Daftar Soal -
1 - Menurut teks tentang politik uang, apa lagi yang menjadi penyebab politik uang selain keinginan masyarakat mendapat uang?
2 - Salin dengan tepat sebagian teks tentang politik uang, mulai dari kata-kata yang memuat "Jika konsep ini" dan berhenti setelah "dari money politik.".
3 - Lanjutkan teks tentang politik uang itu, mulai setelah kalimat terakhir yang tertera.

Bagian Dokumen -
Jika konsep ini dilakukan in shaa Allah, mungkin akan mengurangi money politik, semua calon kepala desa dan tim sukses pasti akan takut untuk melakukan money politik, sebab undang-undang sekarang dengan tuntutan yang begitu berat jika dicermati undang-undang tersebut, tapi itu semua tidak akan mampu mengalahkan dan mencegah money politik. Maka dari itu petugas berwenang harus mampu mencari solusi dan jalan keluar dalam hal MONEY POLITIK, agar demokrasi yang laksanakan berjalan dengan Aman dari money politik, lancar dan bersih dari money politik.
Kenapa Money politik terus terjadi di tengah-tengah masyarakat mendapatkan uang. Mereka yang menerima uang terkadang tidak memikirkan konsekuensi, yakni termasuk tindakan menerima suap dan jual beli suara yang melanggar hukum, yang terpenting mereka mendapat uang dan dapat memenuhi kebutuhan hidup. Rendahnya pengetahuan masyarakat tentang politik juga penyebab politik uang. Tidak semua orang tahu apa itu politik, bagaimana bentuknya, serta apa yang ditimbulkan politik.

Butir yang tercantum dalam kumpulan data -
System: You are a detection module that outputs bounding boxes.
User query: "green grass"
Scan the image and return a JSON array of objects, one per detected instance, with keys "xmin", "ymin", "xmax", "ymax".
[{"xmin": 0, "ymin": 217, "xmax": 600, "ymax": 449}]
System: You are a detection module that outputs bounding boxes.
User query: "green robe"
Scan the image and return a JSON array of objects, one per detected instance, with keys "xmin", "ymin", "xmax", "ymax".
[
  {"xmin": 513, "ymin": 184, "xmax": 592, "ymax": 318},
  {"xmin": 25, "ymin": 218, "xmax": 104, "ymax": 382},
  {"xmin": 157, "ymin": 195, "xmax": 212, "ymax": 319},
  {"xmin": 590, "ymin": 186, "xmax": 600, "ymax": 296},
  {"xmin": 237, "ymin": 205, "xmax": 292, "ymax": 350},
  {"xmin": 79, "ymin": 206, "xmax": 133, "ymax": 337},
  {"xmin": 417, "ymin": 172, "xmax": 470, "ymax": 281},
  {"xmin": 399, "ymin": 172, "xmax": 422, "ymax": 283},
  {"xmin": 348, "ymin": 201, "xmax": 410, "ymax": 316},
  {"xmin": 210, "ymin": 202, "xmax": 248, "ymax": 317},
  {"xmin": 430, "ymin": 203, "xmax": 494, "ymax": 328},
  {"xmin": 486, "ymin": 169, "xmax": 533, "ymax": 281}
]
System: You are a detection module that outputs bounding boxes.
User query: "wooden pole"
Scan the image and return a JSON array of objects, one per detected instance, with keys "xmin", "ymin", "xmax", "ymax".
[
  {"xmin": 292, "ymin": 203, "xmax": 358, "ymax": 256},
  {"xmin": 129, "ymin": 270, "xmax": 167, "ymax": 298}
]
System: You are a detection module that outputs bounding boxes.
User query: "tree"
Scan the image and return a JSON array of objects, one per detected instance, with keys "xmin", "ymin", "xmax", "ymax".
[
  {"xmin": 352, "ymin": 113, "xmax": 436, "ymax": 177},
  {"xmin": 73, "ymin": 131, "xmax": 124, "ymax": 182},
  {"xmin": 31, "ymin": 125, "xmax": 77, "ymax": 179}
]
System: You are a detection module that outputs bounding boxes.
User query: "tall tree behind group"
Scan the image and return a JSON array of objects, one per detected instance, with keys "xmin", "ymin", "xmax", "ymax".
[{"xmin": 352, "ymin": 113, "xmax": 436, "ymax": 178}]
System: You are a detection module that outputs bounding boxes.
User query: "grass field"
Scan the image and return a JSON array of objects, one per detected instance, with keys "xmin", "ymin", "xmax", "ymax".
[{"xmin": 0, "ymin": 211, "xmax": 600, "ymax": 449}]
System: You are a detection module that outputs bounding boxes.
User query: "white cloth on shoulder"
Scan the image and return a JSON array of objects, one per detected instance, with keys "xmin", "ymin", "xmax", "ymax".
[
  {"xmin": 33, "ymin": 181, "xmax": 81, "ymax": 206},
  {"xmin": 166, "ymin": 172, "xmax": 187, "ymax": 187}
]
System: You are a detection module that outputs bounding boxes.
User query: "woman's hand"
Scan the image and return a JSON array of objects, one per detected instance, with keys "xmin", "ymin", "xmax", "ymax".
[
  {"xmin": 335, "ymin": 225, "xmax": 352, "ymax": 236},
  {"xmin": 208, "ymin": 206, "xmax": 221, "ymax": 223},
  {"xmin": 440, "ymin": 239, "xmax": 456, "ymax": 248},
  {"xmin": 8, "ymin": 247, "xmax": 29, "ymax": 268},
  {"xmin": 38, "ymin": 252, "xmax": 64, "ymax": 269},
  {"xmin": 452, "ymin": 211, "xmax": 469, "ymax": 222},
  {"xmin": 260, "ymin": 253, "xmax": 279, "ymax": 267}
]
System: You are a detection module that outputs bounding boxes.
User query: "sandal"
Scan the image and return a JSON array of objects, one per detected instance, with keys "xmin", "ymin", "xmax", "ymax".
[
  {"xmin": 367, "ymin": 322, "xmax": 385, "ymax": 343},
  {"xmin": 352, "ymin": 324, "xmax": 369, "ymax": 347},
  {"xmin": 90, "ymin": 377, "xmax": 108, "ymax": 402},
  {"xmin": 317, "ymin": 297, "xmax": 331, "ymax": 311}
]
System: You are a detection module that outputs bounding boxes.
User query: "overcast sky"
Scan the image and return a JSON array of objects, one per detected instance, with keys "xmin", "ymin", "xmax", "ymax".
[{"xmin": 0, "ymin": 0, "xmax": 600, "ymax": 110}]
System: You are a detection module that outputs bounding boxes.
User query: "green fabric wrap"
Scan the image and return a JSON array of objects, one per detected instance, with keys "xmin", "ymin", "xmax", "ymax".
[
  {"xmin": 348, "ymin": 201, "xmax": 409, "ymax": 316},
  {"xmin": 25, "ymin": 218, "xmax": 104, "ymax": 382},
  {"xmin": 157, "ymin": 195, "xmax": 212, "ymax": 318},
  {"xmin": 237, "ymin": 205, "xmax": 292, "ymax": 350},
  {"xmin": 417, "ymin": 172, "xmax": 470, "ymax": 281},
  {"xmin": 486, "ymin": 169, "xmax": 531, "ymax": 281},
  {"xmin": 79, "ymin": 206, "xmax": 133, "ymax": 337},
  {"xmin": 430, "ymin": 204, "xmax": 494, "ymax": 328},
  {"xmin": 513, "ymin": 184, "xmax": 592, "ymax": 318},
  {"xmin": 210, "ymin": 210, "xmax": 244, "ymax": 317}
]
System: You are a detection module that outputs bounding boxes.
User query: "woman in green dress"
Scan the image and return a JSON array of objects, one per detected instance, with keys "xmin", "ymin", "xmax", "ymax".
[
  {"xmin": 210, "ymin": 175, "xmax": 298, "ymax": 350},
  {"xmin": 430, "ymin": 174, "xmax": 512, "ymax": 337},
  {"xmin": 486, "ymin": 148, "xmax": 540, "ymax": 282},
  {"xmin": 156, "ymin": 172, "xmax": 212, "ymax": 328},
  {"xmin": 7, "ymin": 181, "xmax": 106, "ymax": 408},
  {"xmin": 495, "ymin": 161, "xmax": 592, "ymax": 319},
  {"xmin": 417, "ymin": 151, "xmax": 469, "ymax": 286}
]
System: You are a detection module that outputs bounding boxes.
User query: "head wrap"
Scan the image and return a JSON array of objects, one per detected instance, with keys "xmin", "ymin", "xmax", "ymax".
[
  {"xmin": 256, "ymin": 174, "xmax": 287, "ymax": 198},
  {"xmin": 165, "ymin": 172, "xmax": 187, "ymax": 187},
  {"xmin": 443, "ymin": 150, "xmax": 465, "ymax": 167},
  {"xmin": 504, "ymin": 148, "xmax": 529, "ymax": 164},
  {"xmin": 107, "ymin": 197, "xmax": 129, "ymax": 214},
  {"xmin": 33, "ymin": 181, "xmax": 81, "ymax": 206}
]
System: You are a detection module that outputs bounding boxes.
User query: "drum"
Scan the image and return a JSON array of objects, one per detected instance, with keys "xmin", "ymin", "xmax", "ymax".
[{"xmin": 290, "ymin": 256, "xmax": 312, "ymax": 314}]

Jawaban Tiap Soal -
1 - Rendahnya pengetahuan masyarakat tentang politik.

2 -
Jika konsep ini dilakukan in shaa Allah, mungkin akan mengurangi money politik, semua calon kepala desa dan tim sukses pasti akan takut untuk melakukan money politik, sebab undang-undang sekarang dengan tuntutan yang begitu berat jika dicermati undang-undang tersebut, tapi itu semua tidak akan mampu mengalahkan dan mencegah money politik. Maka dari itu petugas berwenang harus mampu mencari solusi dan jalan keluar dalam hal MONEY POLITIK, agar demokrasi yang laksanakan berjalan dengan Aman dari money politik, lancar dan bersih dari money politik.

3 -
Itu semua bisa disebabkan karena tidak ada pembelajaran tentang politik di sekolah-sekolah atau masyarakat sendiri yang kurang peduli terhadap politik. Ketika ada hajatan politik, seperti pemilihan umum, masyarakat bersikap mengabaikan esensi dan lebih mengejar kepentingan pribadi sesaat.